Written request –
Reproduce all records exactly.

--- start of Data rows ---

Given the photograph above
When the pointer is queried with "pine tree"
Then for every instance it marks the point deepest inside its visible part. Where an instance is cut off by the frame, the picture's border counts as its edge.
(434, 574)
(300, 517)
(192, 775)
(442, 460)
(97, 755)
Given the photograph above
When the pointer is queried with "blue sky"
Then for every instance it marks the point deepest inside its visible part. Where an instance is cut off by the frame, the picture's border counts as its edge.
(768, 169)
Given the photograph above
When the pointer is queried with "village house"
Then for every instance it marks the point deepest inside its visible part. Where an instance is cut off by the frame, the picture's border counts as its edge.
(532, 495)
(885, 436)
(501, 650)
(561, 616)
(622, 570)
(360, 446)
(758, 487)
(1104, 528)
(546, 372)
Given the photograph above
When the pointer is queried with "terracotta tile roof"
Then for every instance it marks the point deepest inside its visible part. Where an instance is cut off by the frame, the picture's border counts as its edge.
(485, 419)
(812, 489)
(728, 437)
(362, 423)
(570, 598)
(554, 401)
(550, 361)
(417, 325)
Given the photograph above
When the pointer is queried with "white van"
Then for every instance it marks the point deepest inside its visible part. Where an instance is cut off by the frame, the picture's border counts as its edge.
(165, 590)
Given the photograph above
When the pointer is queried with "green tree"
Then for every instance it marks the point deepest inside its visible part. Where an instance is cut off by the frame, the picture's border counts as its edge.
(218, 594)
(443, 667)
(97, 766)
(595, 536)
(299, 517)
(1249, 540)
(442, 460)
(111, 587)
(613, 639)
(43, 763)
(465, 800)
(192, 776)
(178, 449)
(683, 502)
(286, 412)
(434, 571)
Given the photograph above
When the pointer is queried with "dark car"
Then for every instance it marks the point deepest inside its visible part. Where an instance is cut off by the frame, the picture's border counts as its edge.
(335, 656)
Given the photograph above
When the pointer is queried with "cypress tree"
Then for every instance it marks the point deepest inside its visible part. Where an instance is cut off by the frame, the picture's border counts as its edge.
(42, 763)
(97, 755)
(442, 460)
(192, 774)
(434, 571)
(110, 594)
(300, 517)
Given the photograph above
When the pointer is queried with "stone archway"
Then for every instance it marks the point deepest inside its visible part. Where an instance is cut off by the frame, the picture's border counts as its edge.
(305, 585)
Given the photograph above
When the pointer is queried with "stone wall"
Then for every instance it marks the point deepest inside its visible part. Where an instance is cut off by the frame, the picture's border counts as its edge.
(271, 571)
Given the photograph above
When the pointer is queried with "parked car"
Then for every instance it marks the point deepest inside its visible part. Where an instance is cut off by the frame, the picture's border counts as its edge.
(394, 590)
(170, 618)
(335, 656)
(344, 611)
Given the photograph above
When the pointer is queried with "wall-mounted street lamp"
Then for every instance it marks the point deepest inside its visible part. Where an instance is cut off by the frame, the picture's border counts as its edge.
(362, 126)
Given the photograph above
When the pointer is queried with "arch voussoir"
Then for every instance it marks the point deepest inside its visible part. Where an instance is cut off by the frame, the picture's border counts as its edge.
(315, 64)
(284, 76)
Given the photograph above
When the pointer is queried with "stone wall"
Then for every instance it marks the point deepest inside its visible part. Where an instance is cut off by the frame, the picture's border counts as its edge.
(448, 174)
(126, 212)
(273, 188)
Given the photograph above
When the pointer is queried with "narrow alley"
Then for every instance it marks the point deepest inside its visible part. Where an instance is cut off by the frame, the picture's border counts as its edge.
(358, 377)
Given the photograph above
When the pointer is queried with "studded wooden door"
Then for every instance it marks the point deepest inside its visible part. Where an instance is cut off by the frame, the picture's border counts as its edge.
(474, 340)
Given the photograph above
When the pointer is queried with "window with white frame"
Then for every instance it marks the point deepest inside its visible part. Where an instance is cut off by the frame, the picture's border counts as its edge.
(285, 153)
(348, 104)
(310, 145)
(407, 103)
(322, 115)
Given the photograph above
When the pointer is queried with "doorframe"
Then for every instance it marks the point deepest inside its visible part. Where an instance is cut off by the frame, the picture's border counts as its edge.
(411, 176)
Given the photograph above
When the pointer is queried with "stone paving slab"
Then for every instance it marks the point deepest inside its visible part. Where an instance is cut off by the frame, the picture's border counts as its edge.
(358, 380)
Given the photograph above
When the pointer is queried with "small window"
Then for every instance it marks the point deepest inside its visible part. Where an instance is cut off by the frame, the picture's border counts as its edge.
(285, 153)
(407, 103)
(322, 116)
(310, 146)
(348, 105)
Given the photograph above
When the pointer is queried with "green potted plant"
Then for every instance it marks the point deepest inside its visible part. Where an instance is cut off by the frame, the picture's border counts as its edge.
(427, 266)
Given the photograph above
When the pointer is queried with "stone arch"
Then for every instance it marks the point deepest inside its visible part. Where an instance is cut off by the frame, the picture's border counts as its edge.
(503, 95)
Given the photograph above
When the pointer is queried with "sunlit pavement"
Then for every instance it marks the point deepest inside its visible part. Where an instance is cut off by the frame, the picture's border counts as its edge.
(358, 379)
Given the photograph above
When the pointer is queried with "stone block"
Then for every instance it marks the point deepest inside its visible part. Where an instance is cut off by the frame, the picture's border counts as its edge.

--- end of Data rows ---

Reply –
Given the photograph above
When the pointer is queried with "pine tree"
Then for every instance it marks the point deepest inside its visible part. Where an instance is cut off by the frame, the picture's border counts as its edge.
(434, 574)
(300, 517)
(192, 775)
(442, 460)
(97, 755)
Given the photograph above
When the pointer is queried with "blue sky"
Then for every instance it marks the point deepest inside its visible part. Where an instance is cut off by the frame, the picture's border counts as its edge.
(768, 169)
Given the photograph above
When the pointer is queried with "village house"
Then for every instance it marks the point deepest inside its visible part. Where an instance is cut off by the frame, the picture's border counts as its edge.
(532, 495)
(885, 436)
(501, 650)
(561, 616)
(622, 570)
(360, 446)
(758, 487)
(1104, 528)
(546, 372)
Given the photograph above
When the pointer is queried with "terracotta tile roof"
Then for every instance it marks the point deepest inside its visible part. Where an instance is cut off by the frame, the picture's border counts as its edge.
(485, 419)
(812, 489)
(728, 437)
(362, 423)
(570, 598)
(554, 401)
(550, 361)
(417, 325)
Given the photograph above
When the pointer is queried with "white van"
Then for every instance it marks the point deepest inside its visible part. Where an instance is cut off by the frame, the picture's border counts as its edge.
(165, 590)
Given the photograph above
When the pointer is queried with "green tree"
Then for every instance it marks the point deepest inside its visible part. Where an instance is cut off by the frame, the picture's border counts as its edge.
(218, 594)
(443, 667)
(97, 766)
(595, 536)
(299, 517)
(1249, 540)
(442, 460)
(111, 587)
(613, 639)
(43, 763)
(465, 800)
(192, 776)
(178, 449)
(683, 502)
(286, 412)
(434, 571)
Given the photograph above
When the pointer is queried with "dark car"
Then for every instance it marks the point deepest inside its visible part. Where an instance is cut off by the frame, the picture's border counts as its edge.
(335, 656)
Given the photograph above
When the pointer is queried with "cypress tree"
Then for every instance it marks the point deepest inside its visible part. Where an instance is cut off by the frame, the picture's border counts as its edge.
(42, 763)
(97, 755)
(442, 460)
(192, 774)
(434, 571)
(110, 594)
(300, 517)
Given the photograph above
When the pointer is queried with "stone archway"
Then for every instance it marks the point deepest inside its visible part. Where an instance is cut off by the frame, the picture's border counts as its edge.
(305, 585)
Given the photograph above
When the pointer is queried with "stone wall"
Then for every instance it marks the point deepest inside its visible part. Where an instance is cut off by the frame, the picture's border counts as its edge.
(271, 571)
Given the photograph above
When the pointer is queried with "parked car"
Then for every instance it marks the point deepest inside its visible part. Where an instance is cut off by the frame, the picture's border counts as its edge.
(394, 590)
(170, 618)
(335, 656)
(344, 611)
Given the photograph above
When the pointer is queried with "wall-mounted street lamp"
Then for every instance it marks the point deepest inside its visible part. Where an instance is cut off by the frame, the picture's border counts as its edge.
(362, 126)
Given the photograph above
When the pointer is queried with "arch voussoir"
Then for every instance it marks the point deepest inside its visible part. Where an instance is cut off by the frame, the picture's border counts as its edge.
(315, 64)
(284, 76)
Given the photograph above
When the pointer is queried with "stone wall"
Then for every instance it marks the point deepest inside its visible part. Where an instance is cut off by the frame, the picture's border counts as its edge.
(448, 174)
(126, 212)
(273, 188)
Given the photograph above
When the pointer is queried with "narrow alley"
Then for every instance it marks the point deepest inside its visible part. Where an instance is cut off by the frame, the picture's border counts as its edge.
(358, 377)
Given the photograph above
When the pointer is queried with "studded wooden door"
Then for every instance it marks the point deepest inside its visible part. Where an instance is cut off by the frame, the picture's border counts as its edge.
(474, 340)
Given the photograph above
When the pointer is queried with "window with white frame"
Then for every instance it marks the point deepest inside its visible part. Where an instance is cut off by the frame, the picture's border counts as its edge.
(285, 153)
(348, 104)
(310, 145)
(407, 103)
(322, 115)
Given the photograph above
When the pointer is queried with "doorframe"
Then for every instance it marks the point deepest inside its visible part. Where an instance is cut off by the frame, the picture's border counts as its edge.
(411, 176)
Given the photograph above
When the pointer is queried with "stone paving slab"
Then for every instance it marks the point deepest inside its visible part. Where an instance is cut off by the frame, the picture's border counts as its edge.
(358, 380)
Given the photograph above
When the pointer is queried with "small window"
Then for every instance it marks the point deepest inside its visible part. Where an instance is cut off by the frame, the picture's border counts as its edge.
(285, 153)
(407, 103)
(322, 116)
(310, 146)
(348, 105)
Given the photograph above
When the pointer is queried with "green potted plant"
Then for every instance it marks the point deepest inside its visible part. Where an instance is cut off by the frame, the picture's border counts as its edge.
(427, 266)
Given the photograph above
When the pointer is queried with "stone arch"
Then for every instance it marks the point deepest inside its visible part. Where an instance is cut off by the frame, the picture's border counts as its edge.
(503, 95)
Given the photograph above
When the pointer is queried with "sunlit pavement"
Then for every instance it marks the point deepest inside its visible part. Where an instance is cut off by the frame, the picture's border counts as its edge.
(358, 379)
Given the photograph above
When the pointer is queried with "stone block"
Then for every instance it marks the point deepest inside its visible part. Where an instance is cut off by the frame, the picture's border counts as its edge.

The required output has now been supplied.